* [WHAT THIS TASK INVOLVES]: Please rewrite these entries with "integer pixel coords" changed to "whole-number pixel coordinates" and leave everything else unchanged.

----

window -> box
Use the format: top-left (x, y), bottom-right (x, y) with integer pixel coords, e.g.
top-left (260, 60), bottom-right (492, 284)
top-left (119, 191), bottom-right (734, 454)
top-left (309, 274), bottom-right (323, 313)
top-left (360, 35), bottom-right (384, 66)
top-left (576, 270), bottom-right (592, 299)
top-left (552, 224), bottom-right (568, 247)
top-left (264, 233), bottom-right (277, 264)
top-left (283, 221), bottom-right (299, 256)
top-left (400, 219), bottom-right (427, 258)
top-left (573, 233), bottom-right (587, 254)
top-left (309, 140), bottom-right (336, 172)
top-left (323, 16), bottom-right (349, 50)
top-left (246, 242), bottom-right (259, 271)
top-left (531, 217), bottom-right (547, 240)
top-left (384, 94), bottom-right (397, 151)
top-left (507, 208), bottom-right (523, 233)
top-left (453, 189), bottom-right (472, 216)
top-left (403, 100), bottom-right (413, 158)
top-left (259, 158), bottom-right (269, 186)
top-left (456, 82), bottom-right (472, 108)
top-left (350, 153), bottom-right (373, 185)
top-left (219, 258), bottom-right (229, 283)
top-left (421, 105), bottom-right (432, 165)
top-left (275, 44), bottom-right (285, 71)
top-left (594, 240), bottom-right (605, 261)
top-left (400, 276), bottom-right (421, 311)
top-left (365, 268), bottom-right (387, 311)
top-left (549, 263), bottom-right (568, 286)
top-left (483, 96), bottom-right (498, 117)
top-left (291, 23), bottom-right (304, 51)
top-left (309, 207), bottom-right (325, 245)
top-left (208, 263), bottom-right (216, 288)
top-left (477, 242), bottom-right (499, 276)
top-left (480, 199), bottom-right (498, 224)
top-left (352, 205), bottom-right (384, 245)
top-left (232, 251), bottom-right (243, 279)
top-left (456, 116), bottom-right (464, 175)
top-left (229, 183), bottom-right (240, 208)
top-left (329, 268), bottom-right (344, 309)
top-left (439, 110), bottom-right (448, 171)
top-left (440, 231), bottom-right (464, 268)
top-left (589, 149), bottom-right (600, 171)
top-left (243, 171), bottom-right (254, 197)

----

* [COMPLETED TASK]:
window -> box
Use the format: top-left (x, y), bottom-right (x, y) with whole-number pixel coordinates, e.g.
top-left (260, 60), bottom-right (492, 284)
top-left (119, 191), bottom-right (734, 454)
top-left (309, 274), bottom-right (323, 313)
top-left (360, 35), bottom-right (384, 66)
top-left (576, 270), bottom-right (592, 299)
top-left (552, 224), bottom-right (568, 247)
top-left (264, 233), bottom-right (277, 264)
top-left (283, 221), bottom-right (299, 256)
top-left (400, 219), bottom-right (427, 258)
top-left (573, 233), bottom-right (587, 254)
top-left (309, 140), bottom-right (336, 172)
top-left (323, 16), bottom-right (349, 50)
top-left (246, 242), bottom-right (259, 271)
top-left (531, 217), bottom-right (547, 240)
top-left (384, 94), bottom-right (397, 151)
top-left (507, 208), bottom-right (523, 233)
top-left (453, 189), bottom-right (472, 216)
top-left (403, 100), bottom-right (413, 158)
top-left (259, 158), bottom-right (269, 186)
top-left (456, 82), bottom-right (472, 108)
top-left (350, 153), bottom-right (373, 185)
top-left (219, 258), bottom-right (229, 283)
top-left (421, 105), bottom-right (432, 165)
top-left (275, 44), bottom-right (285, 71)
top-left (594, 240), bottom-right (605, 261)
top-left (400, 276), bottom-right (421, 311)
top-left (365, 268), bottom-right (387, 311)
top-left (549, 263), bottom-right (568, 286)
top-left (483, 96), bottom-right (498, 117)
top-left (291, 23), bottom-right (304, 51)
top-left (309, 207), bottom-right (325, 245)
top-left (208, 263), bottom-right (216, 288)
top-left (477, 242), bottom-right (499, 276)
top-left (480, 199), bottom-right (498, 224)
top-left (352, 205), bottom-right (384, 245)
top-left (232, 251), bottom-right (243, 279)
top-left (456, 116), bottom-right (464, 175)
top-left (229, 183), bottom-right (240, 208)
top-left (329, 268), bottom-right (344, 309)
top-left (439, 110), bottom-right (448, 171)
top-left (440, 231), bottom-right (464, 268)
top-left (589, 149), bottom-right (600, 171)
top-left (243, 171), bottom-right (254, 197)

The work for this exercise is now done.